TASK STATEMENT
Render the listing from the line containing "floor shown in this photograph." through the end as a numbered list, omitting any blank lines.

A block of data
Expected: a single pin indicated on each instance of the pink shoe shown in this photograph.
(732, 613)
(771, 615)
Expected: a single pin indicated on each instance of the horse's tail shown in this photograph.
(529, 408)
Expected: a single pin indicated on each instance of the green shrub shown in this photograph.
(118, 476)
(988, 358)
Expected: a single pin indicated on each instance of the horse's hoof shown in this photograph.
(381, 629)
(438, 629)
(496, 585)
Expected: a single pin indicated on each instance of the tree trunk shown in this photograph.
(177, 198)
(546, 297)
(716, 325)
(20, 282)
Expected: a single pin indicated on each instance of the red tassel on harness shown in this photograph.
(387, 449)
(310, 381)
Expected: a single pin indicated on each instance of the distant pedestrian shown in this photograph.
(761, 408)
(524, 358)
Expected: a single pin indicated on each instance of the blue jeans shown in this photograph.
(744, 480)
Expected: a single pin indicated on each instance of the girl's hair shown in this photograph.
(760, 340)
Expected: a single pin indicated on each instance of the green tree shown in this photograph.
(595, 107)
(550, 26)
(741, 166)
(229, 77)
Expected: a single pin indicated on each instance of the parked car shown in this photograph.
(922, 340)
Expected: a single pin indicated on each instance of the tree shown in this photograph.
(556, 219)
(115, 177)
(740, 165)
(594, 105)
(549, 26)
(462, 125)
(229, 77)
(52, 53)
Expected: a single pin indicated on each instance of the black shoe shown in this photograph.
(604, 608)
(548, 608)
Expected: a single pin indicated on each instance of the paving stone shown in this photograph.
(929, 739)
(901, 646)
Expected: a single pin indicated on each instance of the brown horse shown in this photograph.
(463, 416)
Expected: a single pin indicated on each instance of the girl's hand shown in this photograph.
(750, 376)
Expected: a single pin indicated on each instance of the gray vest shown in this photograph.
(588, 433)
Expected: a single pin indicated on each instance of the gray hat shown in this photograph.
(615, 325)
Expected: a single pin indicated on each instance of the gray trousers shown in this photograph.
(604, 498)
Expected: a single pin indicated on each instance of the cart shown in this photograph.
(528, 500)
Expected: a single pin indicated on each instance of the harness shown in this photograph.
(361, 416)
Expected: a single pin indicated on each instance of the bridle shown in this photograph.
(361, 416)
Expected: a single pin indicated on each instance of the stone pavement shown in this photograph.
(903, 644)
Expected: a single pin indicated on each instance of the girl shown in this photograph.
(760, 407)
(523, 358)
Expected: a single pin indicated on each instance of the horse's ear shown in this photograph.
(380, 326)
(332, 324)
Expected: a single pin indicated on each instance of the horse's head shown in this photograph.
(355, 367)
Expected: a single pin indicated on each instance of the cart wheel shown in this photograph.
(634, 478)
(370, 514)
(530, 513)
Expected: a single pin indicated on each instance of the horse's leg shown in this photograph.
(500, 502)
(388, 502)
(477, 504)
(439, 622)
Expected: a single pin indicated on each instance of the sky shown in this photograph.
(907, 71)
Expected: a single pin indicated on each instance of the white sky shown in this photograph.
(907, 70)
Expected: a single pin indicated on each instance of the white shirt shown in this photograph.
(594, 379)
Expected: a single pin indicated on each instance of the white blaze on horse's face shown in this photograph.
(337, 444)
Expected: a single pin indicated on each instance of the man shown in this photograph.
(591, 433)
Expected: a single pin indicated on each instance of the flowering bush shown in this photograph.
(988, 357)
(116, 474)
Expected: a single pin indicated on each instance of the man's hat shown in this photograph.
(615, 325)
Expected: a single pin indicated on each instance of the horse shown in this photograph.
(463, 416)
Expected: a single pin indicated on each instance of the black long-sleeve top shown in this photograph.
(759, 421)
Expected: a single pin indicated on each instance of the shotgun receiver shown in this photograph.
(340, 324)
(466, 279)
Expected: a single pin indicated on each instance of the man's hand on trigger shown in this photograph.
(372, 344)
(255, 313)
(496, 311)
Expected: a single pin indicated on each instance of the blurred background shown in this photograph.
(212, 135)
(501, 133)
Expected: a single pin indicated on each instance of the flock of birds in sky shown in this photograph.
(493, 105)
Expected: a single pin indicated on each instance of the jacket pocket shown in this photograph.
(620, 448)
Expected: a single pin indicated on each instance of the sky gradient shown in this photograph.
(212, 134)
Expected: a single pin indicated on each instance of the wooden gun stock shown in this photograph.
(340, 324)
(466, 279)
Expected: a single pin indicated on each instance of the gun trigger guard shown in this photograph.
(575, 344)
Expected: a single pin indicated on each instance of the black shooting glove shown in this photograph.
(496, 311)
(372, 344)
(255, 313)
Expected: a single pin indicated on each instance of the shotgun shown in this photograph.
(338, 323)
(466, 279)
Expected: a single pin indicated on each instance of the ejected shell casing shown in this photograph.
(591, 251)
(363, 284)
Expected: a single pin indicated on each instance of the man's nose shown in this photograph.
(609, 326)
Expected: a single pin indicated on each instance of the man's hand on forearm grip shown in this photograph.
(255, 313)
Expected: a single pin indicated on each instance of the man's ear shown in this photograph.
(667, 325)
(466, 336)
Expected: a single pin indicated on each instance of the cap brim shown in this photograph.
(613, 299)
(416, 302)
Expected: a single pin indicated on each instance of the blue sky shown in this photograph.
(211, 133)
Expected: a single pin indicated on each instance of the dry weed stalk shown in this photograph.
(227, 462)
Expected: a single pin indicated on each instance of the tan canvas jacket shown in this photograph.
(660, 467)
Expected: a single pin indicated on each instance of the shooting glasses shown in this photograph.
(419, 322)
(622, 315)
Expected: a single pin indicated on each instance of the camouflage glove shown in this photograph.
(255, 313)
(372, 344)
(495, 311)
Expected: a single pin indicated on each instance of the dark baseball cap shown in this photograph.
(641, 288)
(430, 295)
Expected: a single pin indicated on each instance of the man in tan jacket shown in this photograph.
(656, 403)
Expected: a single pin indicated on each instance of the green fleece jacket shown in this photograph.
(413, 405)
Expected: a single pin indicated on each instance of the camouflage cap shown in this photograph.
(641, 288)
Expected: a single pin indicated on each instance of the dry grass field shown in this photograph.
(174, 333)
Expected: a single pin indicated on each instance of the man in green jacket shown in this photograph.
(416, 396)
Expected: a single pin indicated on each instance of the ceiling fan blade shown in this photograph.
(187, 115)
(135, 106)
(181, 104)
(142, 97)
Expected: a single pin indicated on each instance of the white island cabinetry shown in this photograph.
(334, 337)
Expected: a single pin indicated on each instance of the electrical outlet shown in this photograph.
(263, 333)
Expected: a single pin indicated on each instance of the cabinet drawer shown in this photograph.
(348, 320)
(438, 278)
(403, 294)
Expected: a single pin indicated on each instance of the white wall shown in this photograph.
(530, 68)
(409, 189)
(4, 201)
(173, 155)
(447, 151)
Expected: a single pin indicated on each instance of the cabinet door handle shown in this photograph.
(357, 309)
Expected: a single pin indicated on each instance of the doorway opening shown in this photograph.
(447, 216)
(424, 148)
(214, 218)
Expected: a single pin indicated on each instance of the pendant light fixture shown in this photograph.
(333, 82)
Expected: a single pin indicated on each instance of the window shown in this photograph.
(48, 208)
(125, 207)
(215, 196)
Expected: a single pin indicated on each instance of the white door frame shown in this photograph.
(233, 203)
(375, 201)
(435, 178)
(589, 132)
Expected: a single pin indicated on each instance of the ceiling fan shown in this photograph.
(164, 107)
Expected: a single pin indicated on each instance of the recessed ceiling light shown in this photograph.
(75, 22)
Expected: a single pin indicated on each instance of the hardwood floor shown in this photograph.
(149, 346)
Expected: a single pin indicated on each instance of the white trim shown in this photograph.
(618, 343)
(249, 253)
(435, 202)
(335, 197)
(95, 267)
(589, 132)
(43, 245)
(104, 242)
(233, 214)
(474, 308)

FULL SOLUTION
1. Expected: a single pin indicated on each instance of the hardwood floor shown in this photograph.
2. (149, 346)
3. Expected: a single pin indicated on each instance of the white trim shown in this photograph.
4. (618, 343)
5. (249, 253)
6. (435, 202)
7. (335, 197)
8. (95, 267)
9. (589, 132)
10. (43, 245)
11. (104, 242)
12. (233, 214)
13. (474, 308)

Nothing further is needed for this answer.